▸ **DATA TO USE**:
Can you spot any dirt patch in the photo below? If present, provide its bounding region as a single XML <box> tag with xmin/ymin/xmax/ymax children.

* * *

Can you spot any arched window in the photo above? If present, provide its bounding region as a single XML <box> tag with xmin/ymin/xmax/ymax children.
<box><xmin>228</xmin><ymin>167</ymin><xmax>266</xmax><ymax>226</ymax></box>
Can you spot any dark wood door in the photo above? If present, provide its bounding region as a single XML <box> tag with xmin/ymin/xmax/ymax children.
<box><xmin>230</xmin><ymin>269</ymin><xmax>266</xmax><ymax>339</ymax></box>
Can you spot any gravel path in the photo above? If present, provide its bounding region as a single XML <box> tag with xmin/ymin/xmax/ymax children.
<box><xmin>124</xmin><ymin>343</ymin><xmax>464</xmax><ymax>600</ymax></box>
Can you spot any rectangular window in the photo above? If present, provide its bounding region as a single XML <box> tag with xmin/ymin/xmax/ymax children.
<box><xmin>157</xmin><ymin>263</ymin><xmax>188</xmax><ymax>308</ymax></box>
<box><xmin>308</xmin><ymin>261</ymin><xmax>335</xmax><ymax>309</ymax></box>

==

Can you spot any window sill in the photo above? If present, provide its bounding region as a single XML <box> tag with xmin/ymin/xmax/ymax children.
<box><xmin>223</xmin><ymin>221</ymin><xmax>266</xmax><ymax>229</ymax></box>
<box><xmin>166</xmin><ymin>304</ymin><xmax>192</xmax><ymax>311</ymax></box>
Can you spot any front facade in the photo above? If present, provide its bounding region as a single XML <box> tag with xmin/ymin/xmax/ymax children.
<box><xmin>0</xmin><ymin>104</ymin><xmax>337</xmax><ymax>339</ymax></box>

▸ **WHAT IS ASKED**:
Report every line in the records that contains the string "window", copying each such line in full. Treat uppercase and lowercase letters as different.

▸ **ANSWER TO THE PROBLEM**:
Can you spot any arched window in the photo above? If present, provide its bounding region as a single XML <box> tag with xmin/ymin/xmax/ymax children.
Can you spot any rectangular window in the photo above? If present, provide its bounding region as a single XML <box> tag with xmin/ymin/xmax/ymax children.
Can you spot any window sill in the photo above? If present, provide its bounding region as a single XML <box> tag with xmin/ymin/xmax/ymax children.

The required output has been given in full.